● **What you have to do**
Restate the records in full, so that each line matches the original exactly.

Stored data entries
----------

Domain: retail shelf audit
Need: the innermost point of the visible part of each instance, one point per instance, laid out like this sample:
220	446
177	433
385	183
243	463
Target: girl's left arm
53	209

----------

● **Response to the exercise**
Domain: retail shelf audit
Need: the innermost point of the visible part of each instance, one point per instance, laid out like this sample:
220	446
177	433
385	183
243	463
Target: girl's left arm
53	209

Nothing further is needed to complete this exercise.